The expected answer is the data below, retyped exactly.

= = =

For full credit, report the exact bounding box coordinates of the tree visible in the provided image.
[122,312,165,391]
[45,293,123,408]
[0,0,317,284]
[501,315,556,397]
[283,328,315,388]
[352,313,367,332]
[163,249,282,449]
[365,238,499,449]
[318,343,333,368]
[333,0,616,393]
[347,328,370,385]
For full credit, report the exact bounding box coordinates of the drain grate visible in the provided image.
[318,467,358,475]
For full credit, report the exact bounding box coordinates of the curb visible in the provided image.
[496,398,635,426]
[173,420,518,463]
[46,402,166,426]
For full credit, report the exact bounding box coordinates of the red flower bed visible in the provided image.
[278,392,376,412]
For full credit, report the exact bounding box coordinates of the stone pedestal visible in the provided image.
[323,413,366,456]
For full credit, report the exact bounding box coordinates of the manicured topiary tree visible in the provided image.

= = =

| Response to the exercise |
For full credit, report the exact bounding box coordinates of the tree visible in the provided image.
[122,312,165,391]
[45,293,123,408]
[0,0,317,284]
[501,315,556,397]
[283,328,315,388]
[352,313,367,332]
[163,249,282,449]
[365,238,499,449]
[318,343,333,368]
[333,0,616,393]
[347,328,370,385]
For full credit, report the exact bounding box coordinates of the drain grate visible in the provided image.
[318,467,358,475]
For full credit, report the exact bounding box coordinates of the curb visible in the provided image.
[496,398,635,426]
[173,420,518,463]
[46,402,166,426]
For full credit, report the exact bounding box coordinates of the red flower bed visible in the provided image.
[278,392,376,412]
For full credit, report the exact bounding box coordinates of the stone pedestal visible in the provided image.
[323,413,366,456]
For full credit, report the exact bounding box coordinates of the manicured topiary tree visible in the provided image.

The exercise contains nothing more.